The task:
Look for the string "garage" in the data below, and copy each line that holds it.

Stored items
—————

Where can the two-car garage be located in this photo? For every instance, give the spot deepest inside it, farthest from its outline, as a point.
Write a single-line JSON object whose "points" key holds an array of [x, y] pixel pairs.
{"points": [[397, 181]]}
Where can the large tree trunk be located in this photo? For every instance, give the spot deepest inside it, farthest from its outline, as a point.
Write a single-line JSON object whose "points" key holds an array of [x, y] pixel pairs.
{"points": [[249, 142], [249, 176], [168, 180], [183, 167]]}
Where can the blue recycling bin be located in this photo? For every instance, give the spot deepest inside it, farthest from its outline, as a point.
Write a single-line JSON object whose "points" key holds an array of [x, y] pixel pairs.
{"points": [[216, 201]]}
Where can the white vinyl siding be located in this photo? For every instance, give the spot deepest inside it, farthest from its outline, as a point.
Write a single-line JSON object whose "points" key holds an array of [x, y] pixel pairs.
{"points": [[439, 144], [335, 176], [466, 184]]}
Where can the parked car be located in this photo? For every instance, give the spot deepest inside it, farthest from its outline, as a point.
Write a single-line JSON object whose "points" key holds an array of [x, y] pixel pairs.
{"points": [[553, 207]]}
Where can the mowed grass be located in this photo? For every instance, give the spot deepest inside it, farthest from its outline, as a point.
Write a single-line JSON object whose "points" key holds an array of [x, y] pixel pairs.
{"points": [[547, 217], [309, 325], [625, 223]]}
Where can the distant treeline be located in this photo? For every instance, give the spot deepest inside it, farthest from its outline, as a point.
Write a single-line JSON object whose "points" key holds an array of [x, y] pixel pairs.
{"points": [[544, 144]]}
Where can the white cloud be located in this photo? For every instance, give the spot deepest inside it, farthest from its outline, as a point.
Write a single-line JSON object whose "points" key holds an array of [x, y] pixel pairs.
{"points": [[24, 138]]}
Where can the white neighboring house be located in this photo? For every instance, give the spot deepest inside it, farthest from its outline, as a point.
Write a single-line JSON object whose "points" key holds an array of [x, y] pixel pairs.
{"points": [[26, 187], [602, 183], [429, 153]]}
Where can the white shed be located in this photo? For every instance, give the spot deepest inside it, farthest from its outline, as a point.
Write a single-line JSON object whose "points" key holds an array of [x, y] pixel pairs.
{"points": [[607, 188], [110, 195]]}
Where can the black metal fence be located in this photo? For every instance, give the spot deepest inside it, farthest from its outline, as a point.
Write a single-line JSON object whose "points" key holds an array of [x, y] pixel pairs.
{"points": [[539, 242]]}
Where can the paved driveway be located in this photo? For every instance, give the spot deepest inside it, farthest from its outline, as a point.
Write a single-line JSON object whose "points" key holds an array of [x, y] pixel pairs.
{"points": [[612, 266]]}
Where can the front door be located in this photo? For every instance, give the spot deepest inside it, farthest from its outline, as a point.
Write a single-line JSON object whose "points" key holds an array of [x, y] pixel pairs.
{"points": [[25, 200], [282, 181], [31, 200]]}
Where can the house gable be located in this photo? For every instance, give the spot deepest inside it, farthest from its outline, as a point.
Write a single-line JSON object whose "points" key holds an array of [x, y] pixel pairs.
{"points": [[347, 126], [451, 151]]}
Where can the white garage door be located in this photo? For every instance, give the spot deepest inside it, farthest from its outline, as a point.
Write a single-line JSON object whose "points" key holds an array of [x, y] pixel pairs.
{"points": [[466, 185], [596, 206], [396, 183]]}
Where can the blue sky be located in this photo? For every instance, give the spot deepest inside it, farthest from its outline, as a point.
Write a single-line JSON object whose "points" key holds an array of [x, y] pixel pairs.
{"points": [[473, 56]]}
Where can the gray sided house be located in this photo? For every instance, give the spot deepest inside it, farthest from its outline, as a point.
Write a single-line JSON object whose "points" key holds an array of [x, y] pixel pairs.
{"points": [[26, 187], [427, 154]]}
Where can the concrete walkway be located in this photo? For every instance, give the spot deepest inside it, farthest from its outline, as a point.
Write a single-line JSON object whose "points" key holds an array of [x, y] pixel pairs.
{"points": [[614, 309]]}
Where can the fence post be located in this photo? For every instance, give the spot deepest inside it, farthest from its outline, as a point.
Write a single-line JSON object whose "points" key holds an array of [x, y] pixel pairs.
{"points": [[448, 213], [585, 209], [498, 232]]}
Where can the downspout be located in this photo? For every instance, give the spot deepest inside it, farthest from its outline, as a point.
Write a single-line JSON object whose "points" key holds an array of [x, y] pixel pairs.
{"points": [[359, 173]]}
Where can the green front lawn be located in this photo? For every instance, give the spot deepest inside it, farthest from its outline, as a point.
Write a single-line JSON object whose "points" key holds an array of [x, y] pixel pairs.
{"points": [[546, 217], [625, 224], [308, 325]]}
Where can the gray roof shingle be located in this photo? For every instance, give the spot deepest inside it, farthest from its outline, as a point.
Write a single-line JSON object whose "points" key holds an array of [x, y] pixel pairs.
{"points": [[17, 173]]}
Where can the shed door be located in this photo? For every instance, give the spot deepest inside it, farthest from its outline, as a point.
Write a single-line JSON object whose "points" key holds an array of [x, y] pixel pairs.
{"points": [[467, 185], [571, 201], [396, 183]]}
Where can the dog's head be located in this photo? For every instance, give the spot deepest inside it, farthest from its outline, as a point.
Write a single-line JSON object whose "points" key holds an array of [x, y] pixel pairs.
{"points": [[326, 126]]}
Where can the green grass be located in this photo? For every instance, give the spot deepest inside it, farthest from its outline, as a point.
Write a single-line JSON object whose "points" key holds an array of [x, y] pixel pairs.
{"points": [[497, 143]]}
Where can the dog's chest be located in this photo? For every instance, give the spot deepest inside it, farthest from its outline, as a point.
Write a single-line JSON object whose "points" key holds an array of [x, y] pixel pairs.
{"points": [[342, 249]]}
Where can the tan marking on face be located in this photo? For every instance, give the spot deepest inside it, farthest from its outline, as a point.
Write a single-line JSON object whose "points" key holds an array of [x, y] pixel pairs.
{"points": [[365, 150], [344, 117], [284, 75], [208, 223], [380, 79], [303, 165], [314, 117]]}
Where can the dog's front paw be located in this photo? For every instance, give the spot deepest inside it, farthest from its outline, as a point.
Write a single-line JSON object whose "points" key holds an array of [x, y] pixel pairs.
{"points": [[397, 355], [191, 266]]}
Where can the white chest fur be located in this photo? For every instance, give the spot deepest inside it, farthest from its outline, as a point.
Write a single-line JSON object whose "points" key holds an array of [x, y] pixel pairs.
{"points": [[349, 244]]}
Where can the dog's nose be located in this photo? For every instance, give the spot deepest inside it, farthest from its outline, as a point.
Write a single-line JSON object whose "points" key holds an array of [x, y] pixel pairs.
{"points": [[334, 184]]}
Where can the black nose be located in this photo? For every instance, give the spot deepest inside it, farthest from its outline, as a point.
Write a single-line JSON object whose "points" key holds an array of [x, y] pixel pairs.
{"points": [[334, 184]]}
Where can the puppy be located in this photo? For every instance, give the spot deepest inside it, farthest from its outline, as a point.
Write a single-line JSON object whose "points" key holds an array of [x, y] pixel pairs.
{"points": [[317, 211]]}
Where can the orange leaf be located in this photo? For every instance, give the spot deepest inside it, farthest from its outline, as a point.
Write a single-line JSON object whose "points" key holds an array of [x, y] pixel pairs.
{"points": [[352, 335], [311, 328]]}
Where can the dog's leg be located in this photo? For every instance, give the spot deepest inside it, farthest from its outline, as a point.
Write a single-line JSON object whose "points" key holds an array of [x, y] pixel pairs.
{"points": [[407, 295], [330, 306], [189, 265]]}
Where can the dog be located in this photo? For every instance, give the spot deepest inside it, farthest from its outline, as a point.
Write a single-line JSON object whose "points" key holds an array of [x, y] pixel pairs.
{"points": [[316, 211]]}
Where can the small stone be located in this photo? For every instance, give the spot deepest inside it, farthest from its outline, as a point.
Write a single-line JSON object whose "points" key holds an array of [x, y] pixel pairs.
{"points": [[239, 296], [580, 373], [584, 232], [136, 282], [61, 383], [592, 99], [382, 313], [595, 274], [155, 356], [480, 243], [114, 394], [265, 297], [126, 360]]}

—————

Output of the task:
Where can the two-car garage be located in this photo? For every instance, give the spot deepest inside it, farthest from its outline, as a point.
Where can the white garage door be located in this photo? For every instance, give the spot deepest inside it, farthest from its outline, as a point.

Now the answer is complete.